◆ **EXERCISE DESCRIPTION**
Please repeat exactly the lines below from the one containing "Where can the front" down to the one containing "Where can the insect leg", both included, and nothing else.

◆ **GIVEN ENTRIES**
━━━━━━━━━━

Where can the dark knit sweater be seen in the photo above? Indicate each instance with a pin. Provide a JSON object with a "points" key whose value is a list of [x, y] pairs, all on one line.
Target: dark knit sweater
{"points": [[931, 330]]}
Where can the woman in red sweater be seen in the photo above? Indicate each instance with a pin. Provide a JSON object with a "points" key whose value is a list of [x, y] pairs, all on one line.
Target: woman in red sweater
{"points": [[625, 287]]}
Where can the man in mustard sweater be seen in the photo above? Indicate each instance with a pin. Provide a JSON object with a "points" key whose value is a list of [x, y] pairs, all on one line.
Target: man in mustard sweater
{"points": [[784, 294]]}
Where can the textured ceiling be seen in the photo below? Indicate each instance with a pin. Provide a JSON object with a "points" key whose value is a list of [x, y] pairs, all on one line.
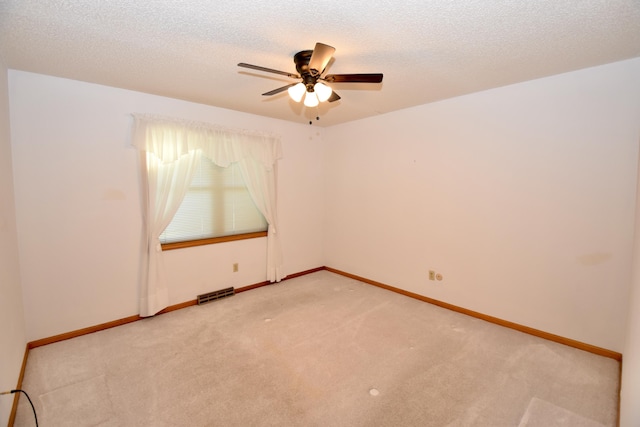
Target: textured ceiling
{"points": [[427, 50]]}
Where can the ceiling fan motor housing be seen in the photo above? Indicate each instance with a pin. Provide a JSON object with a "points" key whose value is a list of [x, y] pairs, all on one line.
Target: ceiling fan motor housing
{"points": [[301, 59]]}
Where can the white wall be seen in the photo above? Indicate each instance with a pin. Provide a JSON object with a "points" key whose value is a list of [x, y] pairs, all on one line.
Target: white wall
{"points": [[521, 196], [12, 330], [78, 210], [630, 390]]}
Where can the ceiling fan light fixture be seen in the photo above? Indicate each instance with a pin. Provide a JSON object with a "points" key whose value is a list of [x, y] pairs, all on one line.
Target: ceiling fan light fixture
{"points": [[322, 91], [297, 92], [311, 100]]}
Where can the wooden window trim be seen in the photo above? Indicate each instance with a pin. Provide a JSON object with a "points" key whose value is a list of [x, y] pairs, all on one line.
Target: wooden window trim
{"points": [[212, 240]]}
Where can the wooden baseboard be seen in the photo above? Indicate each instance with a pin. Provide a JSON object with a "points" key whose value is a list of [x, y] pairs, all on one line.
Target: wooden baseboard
{"points": [[531, 331], [16, 396], [130, 319]]}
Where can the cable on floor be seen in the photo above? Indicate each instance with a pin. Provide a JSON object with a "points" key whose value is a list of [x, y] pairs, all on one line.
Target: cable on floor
{"points": [[28, 398]]}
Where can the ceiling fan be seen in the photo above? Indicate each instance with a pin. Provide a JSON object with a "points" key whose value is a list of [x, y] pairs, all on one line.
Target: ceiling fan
{"points": [[310, 65]]}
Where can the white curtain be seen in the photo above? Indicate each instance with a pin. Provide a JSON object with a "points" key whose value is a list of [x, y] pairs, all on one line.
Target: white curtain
{"points": [[170, 150]]}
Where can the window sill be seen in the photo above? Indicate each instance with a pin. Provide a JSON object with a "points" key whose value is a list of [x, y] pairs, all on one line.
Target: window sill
{"points": [[212, 240]]}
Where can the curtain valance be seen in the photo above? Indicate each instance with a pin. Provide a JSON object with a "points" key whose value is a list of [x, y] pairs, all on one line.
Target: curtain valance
{"points": [[169, 151], [169, 138]]}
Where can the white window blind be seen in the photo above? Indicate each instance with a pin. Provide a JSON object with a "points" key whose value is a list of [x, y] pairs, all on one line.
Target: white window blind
{"points": [[217, 204]]}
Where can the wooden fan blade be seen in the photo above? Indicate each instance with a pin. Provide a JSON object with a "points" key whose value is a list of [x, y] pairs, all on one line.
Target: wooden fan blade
{"points": [[354, 78], [320, 57], [268, 70], [280, 89]]}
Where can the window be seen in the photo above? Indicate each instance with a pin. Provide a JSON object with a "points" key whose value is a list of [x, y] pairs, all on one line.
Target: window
{"points": [[217, 204]]}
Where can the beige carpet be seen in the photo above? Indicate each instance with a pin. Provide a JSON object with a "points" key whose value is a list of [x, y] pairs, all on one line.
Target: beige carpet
{"points": [[318, 350]]}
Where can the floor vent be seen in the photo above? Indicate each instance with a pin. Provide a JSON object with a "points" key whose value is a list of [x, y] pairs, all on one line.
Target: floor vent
{"points": [[212, 296]]}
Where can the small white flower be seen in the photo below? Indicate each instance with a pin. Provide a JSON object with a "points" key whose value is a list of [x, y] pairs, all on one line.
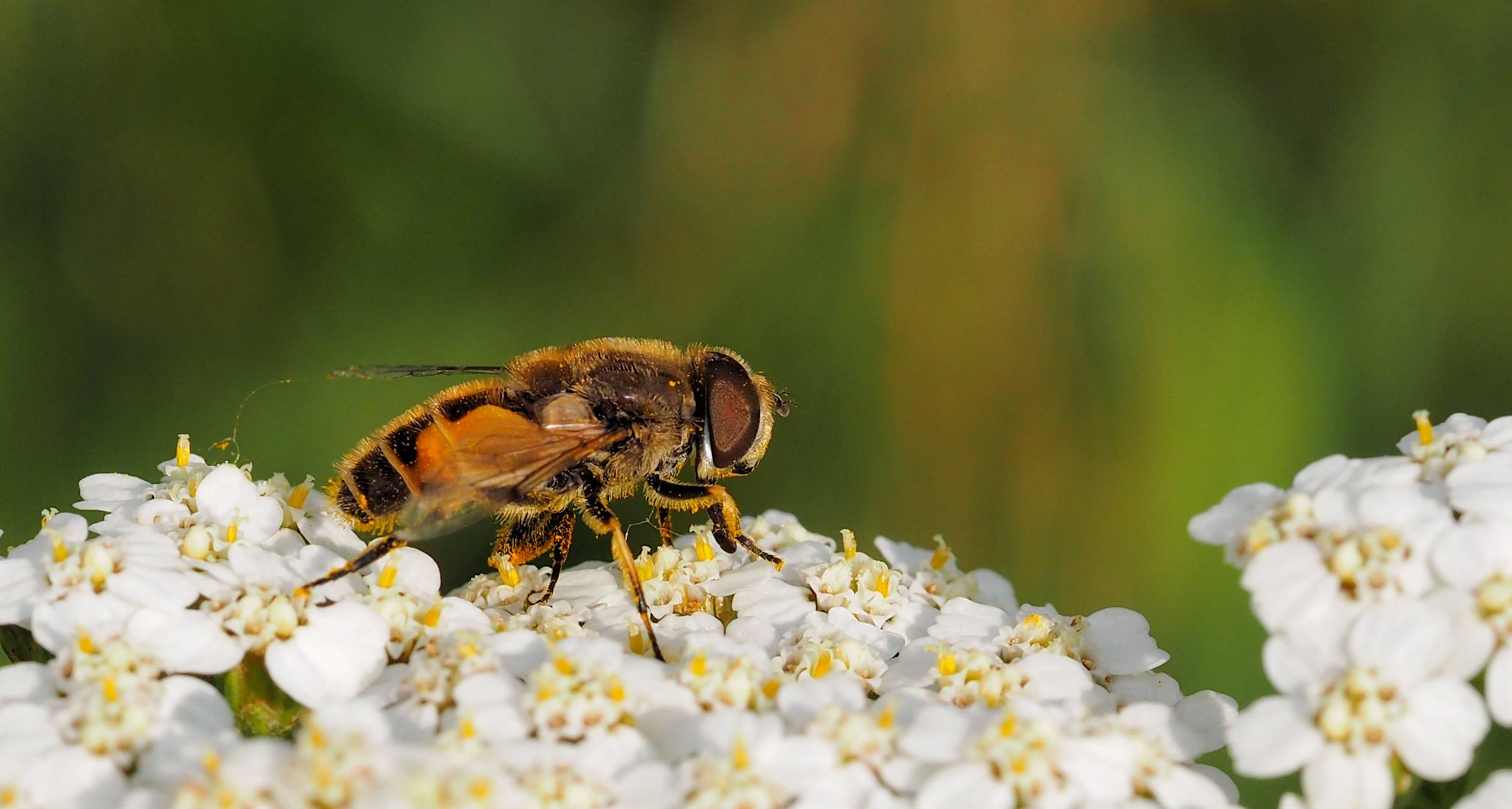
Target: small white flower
{"points": [[1388, 702], [1496, 793], [838, 644], [590, 687], [726, 673], [933, 578], [315, 654], [1364, 549], [746, 760], [1458, 440]]}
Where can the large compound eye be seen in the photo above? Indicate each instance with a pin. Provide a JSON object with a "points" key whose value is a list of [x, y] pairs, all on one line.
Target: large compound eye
{"points": [[732, 410]]}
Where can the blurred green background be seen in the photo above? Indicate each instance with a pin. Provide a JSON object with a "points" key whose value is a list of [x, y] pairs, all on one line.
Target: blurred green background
{"points": [[1044, 279]]}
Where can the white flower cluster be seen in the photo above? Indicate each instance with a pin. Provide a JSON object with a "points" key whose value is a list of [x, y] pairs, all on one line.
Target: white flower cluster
{"points": [[186, 670], [1385, 586]]}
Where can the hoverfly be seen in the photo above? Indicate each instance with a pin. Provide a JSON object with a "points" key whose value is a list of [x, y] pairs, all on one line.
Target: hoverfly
{"points": [[555, 434]]}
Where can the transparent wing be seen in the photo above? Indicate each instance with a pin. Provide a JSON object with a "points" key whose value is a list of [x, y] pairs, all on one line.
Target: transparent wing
{"points": [[403, 371]]}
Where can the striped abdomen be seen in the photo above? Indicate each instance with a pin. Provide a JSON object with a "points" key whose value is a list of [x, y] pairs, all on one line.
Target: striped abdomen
{"points": [[377, 479]]}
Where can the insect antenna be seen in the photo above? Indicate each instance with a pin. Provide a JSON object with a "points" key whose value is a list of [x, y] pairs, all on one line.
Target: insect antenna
{"points": [[236, 425]]}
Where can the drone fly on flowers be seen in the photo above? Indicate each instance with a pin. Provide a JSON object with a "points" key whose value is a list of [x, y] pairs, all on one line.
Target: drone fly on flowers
{"points": [[560, 433]]}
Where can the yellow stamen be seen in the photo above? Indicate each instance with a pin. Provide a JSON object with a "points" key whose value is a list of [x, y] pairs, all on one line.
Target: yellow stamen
{"points": [[941, 554], [702, 548], [1424, 427], [635, 638], [323, 775], [300, 494], [822, 666], [738, 757], [508, 574], [390, 574]]}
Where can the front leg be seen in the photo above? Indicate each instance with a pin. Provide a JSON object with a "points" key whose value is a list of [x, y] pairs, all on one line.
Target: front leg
{"points": [[726, 519], [601, 518], [525, 539]]}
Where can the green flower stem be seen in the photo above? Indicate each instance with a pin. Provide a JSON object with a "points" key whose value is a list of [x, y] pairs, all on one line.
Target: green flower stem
{"points": [[20, 646], [261, 708]]}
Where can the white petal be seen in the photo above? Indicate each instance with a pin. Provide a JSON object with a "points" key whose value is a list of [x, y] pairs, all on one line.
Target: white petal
{"points": [[1405, 640], [25, 682], [1274, 737], [74, 779], [416, 571], [1188, 790], [106, 491], [185, 641], [1290, 586], [225, 494], [1499, 685], [936, 734], [1224, 522], [191, 708], [1439, 736], [56, 625], [338, 654], [20, 586], [1147, 687], [154, 589], [1338, 781], [1496, 793], [332, 533], [965, 785], [1201, 720], [1120, 641]]}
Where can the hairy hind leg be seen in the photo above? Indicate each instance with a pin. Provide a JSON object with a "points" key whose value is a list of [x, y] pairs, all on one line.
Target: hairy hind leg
{"points": [[722, 512]]}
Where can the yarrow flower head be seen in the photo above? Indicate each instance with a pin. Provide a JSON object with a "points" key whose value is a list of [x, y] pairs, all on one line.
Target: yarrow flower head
{"points": [[188, 666]]}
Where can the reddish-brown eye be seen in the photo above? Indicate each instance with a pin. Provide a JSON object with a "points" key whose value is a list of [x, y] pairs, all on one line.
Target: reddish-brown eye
{"points": [[732, 410]]}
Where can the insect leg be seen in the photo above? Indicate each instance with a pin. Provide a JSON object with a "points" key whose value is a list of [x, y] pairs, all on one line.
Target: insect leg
{"points": [[664, 524], [378, 549], [560, 531], [726, 519], [601, 518]]}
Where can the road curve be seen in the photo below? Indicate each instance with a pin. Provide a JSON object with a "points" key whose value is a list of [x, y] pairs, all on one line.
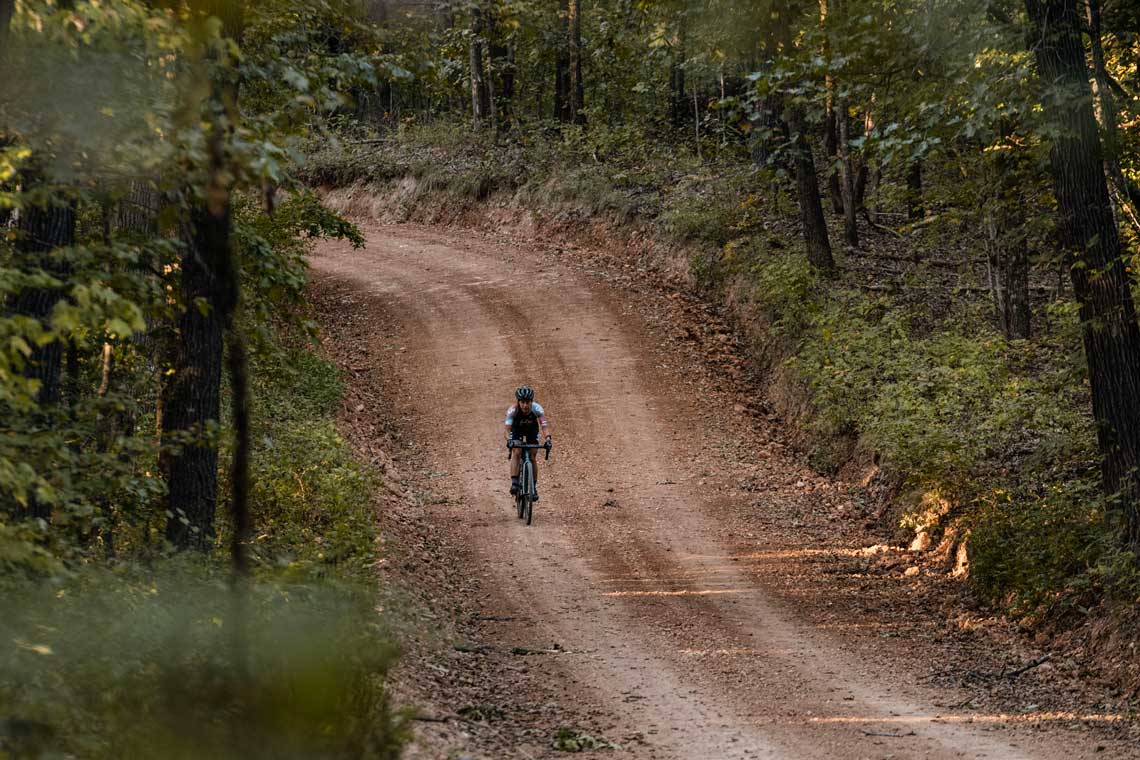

━━━━━━━━━━

◆ **REPLY**
Where can the front leg be seen in the photo above? Indicate each instance with a pin. Provide a JSON object with a "points" key whose value is a list of [x, y] pairs, all on one line.
Target: front leg
{"points": [[726, 519], [601, 518], [525, 539]]}
Where can the green flower stem be seen in the photo above? Indicate each instance with a pin. Provide a JSON object with a "points" key whose value is a list of [x, y] pairs, all on one line.
Target: green flower stem
{"points": [[20, 646], [261, 708]]}
Where can the white petal be seen in the photo above? Indicate each instance with a pin. Provide a JSON object with a "points" key whose value is a list of [x, y] pairs, all on one line.
Target: white petal
{"points": [[1405, 640], [25, 682], [1274, 737], [74, 779], [416, 571], [1188, 790], [106, 491], [185, 641], [1290, 586], [225, 494], [1499, 685], [936, 734], [1224, 522], [191, 708], [1439, 736], [56, 625], [338, 654], [20, 586], [1147, 687], [154, 589], [1338, 781], [1496, 793], [332, 533], [965, 785], [1201, 720], [1120, 641]]}
Where can the hairy hind leg be seen in the photo above? Indicate each instance with a pin. Provide a JSON object with a "points" key whose value is a list of [x, y] pairs, all on one line.
Target: hairy hind leg
{"points": [[722, 512]]}
Where can the yarrow flower head be seen in the photo above? Indicate each instance with a pin. Provide a JSON object with a "points" key whose value is a list of [x, y] pairs, all on one line.
Target: yarrow flower head
{"points": [[188, 666]]}
Where can the reddish-brown eye be seen in the photo above? Indicate each instance with a pin. Provide a JSON object with a "points" key whose value is a list of [x, y] pairs, all on one line.
Target: reddish-brown eye
{"points": [[732, 410]]}
Where can the insect leg be seen in the photo above? Indicate each instance with a pin. Provide a JSON object with a "points" key whose value is a list of [x, y] pairs, all on one line.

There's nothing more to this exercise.